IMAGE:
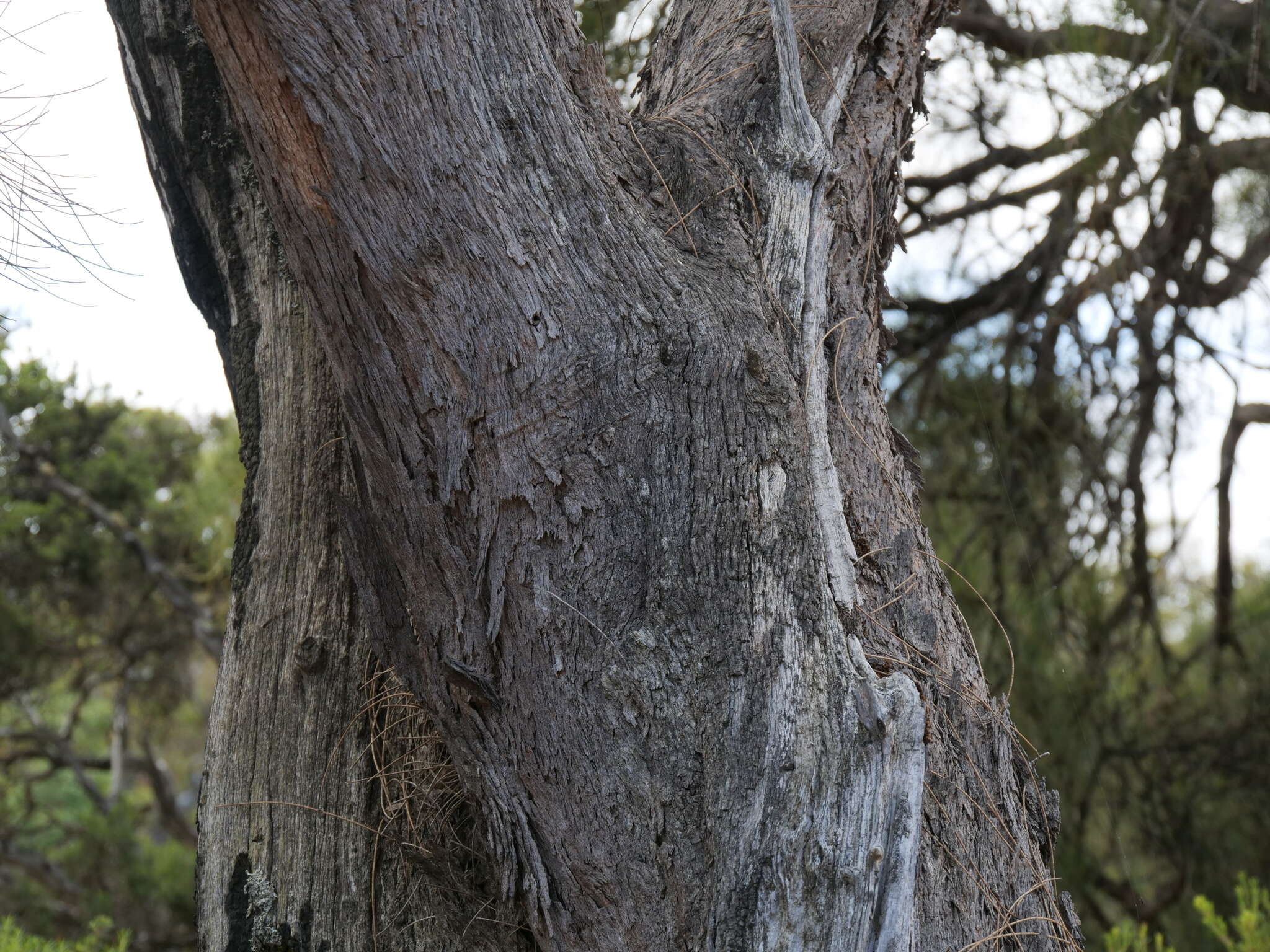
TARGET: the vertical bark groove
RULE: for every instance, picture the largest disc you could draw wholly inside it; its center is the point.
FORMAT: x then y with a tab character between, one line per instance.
593	487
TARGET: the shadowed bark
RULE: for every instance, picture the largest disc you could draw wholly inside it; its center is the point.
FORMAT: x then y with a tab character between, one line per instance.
572	418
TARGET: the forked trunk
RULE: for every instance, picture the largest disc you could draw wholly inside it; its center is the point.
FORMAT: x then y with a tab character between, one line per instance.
572	418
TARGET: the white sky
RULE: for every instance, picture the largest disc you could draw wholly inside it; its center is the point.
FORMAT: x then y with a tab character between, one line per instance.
140	335
144	339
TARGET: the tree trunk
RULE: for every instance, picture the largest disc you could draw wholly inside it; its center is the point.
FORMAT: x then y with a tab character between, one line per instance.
573	418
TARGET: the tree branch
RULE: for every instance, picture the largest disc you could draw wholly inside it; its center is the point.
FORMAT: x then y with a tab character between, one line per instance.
1241	416
172	587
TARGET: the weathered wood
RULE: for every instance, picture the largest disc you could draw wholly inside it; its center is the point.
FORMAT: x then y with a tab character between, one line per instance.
610	487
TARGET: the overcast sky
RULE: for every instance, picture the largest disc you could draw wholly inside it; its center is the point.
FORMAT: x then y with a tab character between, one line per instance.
140	335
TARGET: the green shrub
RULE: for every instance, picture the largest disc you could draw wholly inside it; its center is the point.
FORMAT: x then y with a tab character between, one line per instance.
1250	928
98	938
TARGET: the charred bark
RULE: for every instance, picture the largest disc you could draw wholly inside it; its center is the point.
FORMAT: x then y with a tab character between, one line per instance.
573	418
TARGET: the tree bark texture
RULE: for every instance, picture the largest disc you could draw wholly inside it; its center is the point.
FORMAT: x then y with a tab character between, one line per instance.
572	418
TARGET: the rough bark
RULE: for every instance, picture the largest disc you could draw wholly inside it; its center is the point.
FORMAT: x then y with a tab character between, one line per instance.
573	418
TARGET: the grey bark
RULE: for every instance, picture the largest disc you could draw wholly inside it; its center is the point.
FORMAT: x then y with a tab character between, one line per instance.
573	418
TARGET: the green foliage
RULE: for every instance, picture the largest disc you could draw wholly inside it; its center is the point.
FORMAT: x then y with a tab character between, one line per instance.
1150	733
103	694
1250	928
97	940
624	32
1248	931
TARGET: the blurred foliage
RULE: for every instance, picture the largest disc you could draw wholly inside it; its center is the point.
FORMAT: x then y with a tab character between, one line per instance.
103	694
98	938
1147	728
1248	931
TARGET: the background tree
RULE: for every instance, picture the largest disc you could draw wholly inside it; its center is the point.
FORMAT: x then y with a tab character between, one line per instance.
1086	219
106	685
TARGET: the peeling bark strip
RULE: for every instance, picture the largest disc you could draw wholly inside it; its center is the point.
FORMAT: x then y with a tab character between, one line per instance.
595	488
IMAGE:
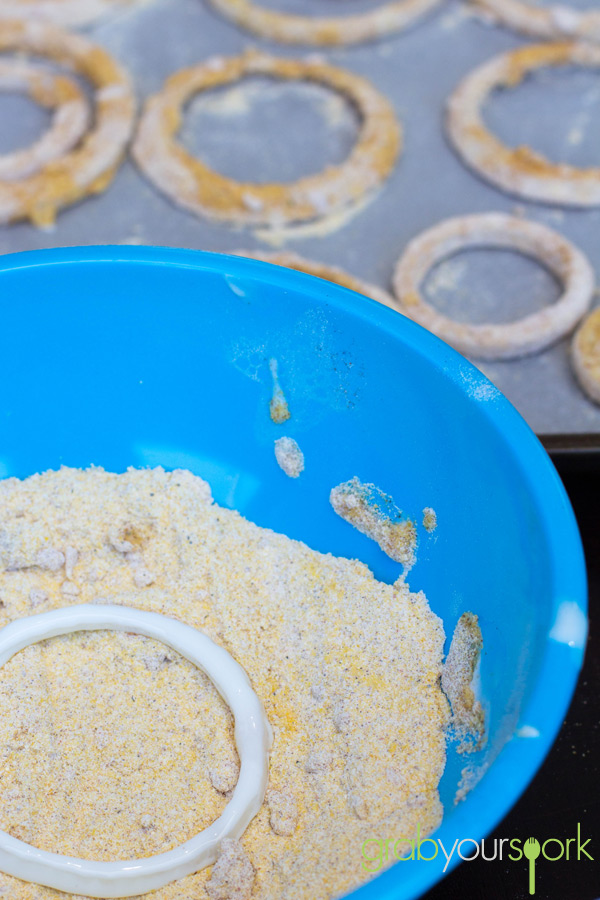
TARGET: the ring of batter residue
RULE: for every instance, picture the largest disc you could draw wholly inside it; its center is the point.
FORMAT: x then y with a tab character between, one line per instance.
252	736
66	13
195	186
585	355
320	270
522	337
555	22
89	166
69	120
386	19
519	170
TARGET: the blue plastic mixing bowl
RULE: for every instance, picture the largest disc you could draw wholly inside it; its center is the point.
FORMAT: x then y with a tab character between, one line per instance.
125	356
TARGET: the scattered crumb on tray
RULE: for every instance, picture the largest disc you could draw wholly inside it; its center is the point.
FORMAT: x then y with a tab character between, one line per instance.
373	513
468	722
113	746
289	456
429	519
278	407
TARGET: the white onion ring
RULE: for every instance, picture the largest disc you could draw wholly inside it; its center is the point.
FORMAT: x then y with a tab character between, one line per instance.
252	737
69	121
585	355
519	170
386	19
320	270
519	338
192	184
89	167
554	22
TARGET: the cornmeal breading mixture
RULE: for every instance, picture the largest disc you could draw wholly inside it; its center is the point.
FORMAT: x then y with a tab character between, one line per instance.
113	746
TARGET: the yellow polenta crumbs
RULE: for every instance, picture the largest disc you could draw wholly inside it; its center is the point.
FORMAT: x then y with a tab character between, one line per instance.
113	746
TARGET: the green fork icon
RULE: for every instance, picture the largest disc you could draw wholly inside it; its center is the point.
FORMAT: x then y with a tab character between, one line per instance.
531	849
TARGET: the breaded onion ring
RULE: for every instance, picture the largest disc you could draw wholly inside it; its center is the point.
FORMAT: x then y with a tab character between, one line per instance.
519	338
585	355
192	184
89	166
69	121
386	19
554	22
519	170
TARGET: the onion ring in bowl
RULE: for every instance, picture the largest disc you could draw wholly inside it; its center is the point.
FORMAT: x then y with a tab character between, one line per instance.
253	738
193	185
69	121
554	23
585	355
522	337
519	170
88	167
65	13
386	19
321	270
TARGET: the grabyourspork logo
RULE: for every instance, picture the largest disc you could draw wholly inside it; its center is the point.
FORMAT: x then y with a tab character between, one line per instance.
378	852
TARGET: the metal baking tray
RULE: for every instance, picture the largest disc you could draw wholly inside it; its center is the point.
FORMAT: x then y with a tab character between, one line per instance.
267	131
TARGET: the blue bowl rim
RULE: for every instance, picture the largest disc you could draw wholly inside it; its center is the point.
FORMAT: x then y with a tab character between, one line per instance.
517	763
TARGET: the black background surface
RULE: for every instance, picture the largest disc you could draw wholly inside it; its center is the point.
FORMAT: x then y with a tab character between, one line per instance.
566	789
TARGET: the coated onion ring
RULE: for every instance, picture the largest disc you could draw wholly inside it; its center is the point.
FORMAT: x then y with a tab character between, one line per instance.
89	167
388	18
520	170
554	23
192	184
585	355
522	337
252	737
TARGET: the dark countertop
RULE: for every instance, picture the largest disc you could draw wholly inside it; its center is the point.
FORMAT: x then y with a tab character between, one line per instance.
566	790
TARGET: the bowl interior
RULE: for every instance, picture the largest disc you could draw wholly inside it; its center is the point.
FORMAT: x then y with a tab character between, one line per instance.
142	356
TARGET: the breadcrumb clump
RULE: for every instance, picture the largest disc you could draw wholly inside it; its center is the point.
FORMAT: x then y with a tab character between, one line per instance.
468	720
359	505
429	519
113	746
278	407
289	456
232	875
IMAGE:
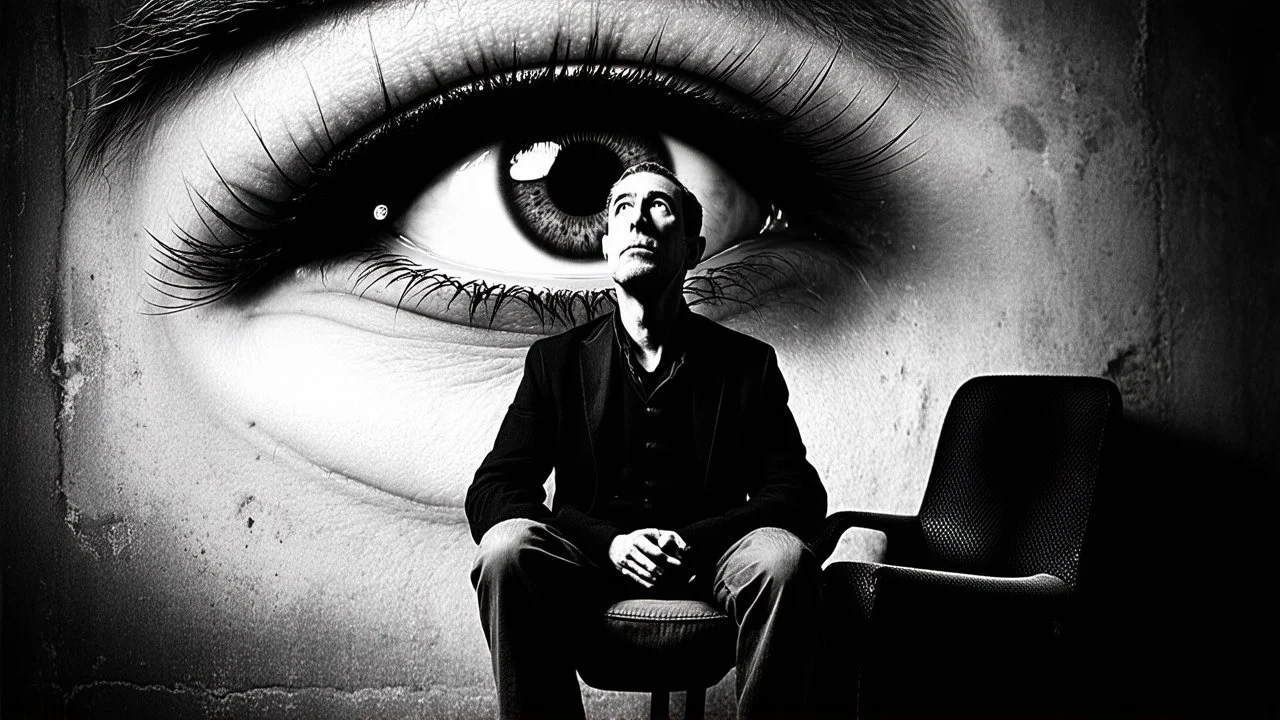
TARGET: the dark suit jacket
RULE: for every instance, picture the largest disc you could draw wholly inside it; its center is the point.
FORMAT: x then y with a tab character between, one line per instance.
749	454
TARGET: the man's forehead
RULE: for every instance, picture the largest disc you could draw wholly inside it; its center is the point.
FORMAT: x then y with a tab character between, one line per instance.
640	183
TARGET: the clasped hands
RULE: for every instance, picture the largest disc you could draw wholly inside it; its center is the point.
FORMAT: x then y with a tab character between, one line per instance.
652	557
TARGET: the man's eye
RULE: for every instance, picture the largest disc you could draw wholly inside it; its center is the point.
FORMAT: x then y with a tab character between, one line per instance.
506	235
534	212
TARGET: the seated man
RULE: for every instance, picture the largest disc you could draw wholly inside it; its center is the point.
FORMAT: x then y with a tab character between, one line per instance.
679	468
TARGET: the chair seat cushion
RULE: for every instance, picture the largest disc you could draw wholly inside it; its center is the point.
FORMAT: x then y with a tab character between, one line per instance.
658	645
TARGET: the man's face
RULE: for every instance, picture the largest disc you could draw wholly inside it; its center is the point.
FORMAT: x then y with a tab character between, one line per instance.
645	244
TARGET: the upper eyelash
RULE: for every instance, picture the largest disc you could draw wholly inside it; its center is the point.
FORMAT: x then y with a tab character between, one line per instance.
209	269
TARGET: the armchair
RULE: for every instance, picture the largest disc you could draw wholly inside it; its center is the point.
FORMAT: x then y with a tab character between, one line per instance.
965	614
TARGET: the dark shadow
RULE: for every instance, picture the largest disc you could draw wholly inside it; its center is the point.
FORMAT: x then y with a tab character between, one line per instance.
1176	614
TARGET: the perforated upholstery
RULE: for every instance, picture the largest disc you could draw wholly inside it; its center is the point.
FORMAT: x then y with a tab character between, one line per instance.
1014	474
979	579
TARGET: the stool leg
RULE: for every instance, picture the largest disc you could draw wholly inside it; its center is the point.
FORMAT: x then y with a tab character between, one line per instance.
659	707
695	703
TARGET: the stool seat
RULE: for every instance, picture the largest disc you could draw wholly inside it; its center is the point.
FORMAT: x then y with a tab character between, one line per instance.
648	645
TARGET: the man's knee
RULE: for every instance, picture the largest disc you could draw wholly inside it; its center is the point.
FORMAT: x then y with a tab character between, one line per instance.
777	556
504	546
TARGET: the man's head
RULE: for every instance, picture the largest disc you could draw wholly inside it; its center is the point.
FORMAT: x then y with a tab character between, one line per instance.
653	231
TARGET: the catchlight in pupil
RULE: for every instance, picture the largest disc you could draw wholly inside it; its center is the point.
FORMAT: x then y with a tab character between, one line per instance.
556	186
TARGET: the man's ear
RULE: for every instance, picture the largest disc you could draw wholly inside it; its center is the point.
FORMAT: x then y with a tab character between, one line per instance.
696	246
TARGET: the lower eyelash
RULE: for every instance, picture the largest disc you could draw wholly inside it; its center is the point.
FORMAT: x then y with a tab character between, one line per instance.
551	306
741	283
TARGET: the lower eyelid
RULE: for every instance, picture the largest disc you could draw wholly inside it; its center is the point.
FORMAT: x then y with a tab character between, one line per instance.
734	282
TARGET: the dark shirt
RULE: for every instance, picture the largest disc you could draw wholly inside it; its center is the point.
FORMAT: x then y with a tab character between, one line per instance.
652	479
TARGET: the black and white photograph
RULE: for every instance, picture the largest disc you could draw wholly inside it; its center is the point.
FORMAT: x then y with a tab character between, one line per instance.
606	359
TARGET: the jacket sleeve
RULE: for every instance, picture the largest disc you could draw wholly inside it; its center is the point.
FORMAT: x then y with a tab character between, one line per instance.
784	488
510	481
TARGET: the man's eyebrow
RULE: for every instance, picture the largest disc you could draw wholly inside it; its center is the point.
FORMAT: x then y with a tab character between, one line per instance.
161	48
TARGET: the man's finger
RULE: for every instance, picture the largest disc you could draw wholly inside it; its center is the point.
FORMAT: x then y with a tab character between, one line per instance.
639	559
649	548
636	578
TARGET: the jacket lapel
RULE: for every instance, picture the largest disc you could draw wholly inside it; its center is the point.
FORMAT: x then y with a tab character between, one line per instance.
595	365
708	383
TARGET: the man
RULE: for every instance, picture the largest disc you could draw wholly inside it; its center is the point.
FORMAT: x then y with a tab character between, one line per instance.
679	470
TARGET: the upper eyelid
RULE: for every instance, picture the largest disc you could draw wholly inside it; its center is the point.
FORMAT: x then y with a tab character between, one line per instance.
387	42
923	42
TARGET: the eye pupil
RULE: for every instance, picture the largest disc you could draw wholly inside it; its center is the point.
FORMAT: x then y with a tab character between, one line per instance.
579	182
556	187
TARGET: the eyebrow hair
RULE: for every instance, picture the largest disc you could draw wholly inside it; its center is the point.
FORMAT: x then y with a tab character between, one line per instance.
163	48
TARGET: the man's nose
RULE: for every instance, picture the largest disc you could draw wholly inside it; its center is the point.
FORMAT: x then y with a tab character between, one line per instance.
641	220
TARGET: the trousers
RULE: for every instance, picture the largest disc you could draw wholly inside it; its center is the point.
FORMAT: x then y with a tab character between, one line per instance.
535	588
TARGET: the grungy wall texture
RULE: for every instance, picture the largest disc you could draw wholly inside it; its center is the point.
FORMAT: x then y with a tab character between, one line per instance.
163	560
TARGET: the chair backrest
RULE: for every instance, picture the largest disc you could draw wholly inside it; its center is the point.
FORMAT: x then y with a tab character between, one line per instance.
1014	474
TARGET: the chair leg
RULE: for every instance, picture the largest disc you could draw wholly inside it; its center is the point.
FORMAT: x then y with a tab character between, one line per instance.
695	703
659	707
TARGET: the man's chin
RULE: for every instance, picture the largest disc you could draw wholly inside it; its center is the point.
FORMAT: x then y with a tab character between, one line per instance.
641	282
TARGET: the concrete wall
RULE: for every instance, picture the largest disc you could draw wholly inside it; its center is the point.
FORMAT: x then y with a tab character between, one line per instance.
159	564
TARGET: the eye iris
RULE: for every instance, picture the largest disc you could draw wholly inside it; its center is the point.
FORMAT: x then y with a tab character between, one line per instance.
557	187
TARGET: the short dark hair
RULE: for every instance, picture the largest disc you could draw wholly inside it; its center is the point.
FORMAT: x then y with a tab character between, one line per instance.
693	209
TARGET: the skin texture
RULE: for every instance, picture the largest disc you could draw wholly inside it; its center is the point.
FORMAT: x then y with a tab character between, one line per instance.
254	507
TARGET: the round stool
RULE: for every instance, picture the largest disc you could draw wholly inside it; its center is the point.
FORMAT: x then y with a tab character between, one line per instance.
659	646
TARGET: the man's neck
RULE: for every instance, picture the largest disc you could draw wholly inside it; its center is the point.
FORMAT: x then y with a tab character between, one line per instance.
649	324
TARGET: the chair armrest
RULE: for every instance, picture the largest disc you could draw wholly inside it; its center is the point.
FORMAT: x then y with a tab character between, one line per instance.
901	529
955	591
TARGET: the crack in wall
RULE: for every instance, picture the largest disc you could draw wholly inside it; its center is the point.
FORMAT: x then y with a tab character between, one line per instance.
1160	343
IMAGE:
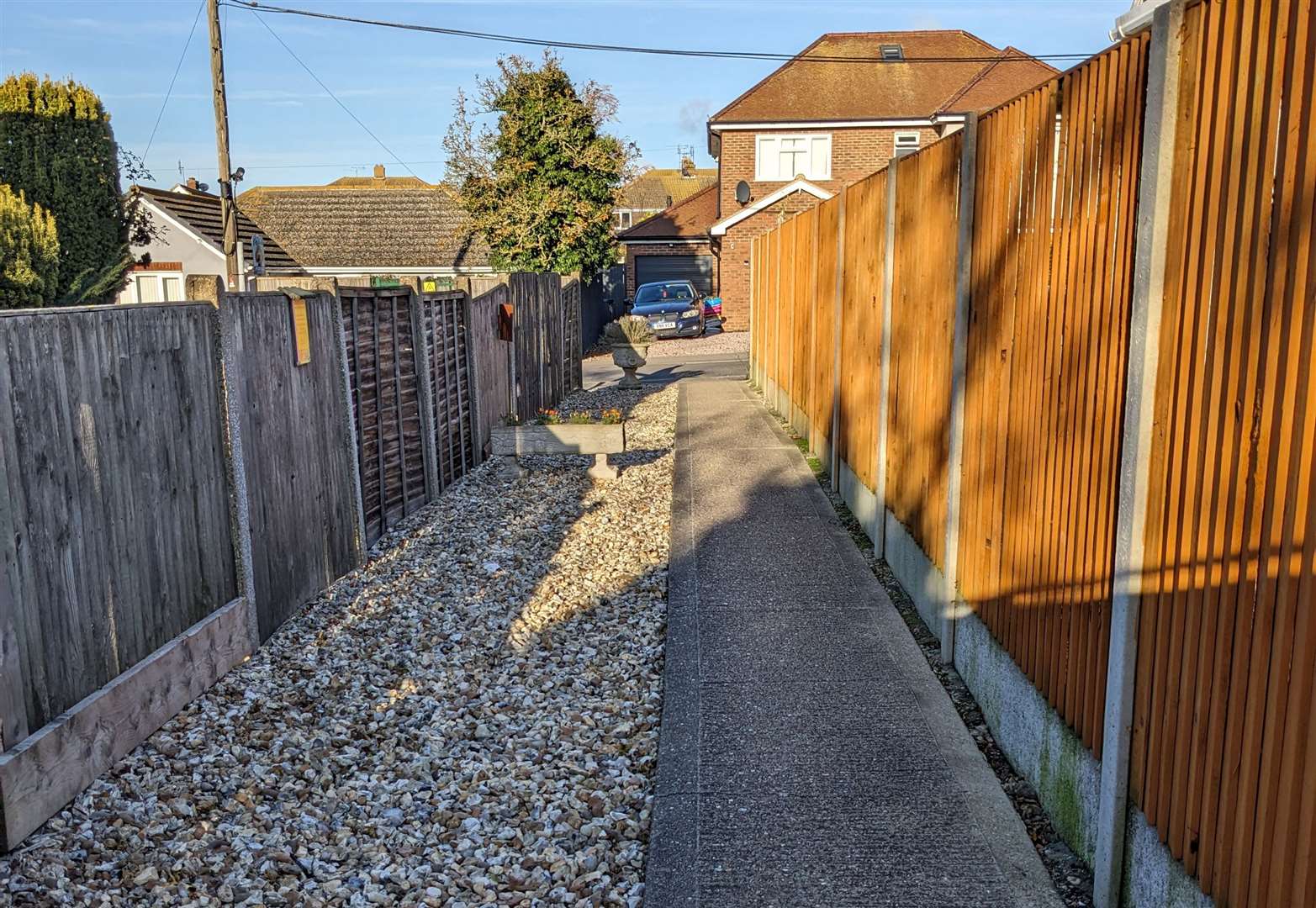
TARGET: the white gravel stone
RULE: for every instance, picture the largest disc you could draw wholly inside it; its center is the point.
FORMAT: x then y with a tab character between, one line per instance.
426	732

--- Task goal ---
Print again, word for word, every line from the line with "TARGET: the eye iris" to the final line of the records, inclusive; skip the pictures.

--- Final result ---
TARGET: the eye iris
RULE: for every instance, picture the largest disc you could draw wholly inside it; its center is the point.
FORMAT: x then y with a tab character between, one line per instance.
557	187
TARGET: the short dark hair
RULE: for every instance, picture the largest disc you could draw wholly inside it; its center is the point.
FORMAT: x then y with a tab character between, one line per instance.
693	209
TARGET: the skin texture
RULE: for every instance, picture the largest disc you could draw wholly inside it; its center is the point.
FORMAT: x then y with a tab character between, one line per instance.
254	507
TARGET: the round stool
RULE: for every instance, picture the largest disc you could draw wholly inside it; its center is the point.
FORMAT: x then y with a tab character between, one line per instance.
659	646
TARGET: the man's neck
RULE: for every instance, picture the largest disc you could draw wholly inside it; its center is the point.
FORMAT: x then y with a tab character between, one line per instance.
649	324
TARGET: the chair armrest
RULE: for every instance, picture the largest disc you could draw wholly inside it; its center is the point.
FORMAT: x then y with a tab character between, one line per instance.
901	529
955	591
TARGET: the crack in wall
RULE: for every instance, picture the largest disc you could draw wholly inside it; its center is the point.
FORMAT: x then y with a tab character between, one line per instance.
1160	343
IMAGE:
TARGET: the white gravel stone
RULE: for every instance, picture the largest disc you could draw wholly inside it; its center is the point.
FORMAT: x then y with a tab character between, one line per instance.
426	732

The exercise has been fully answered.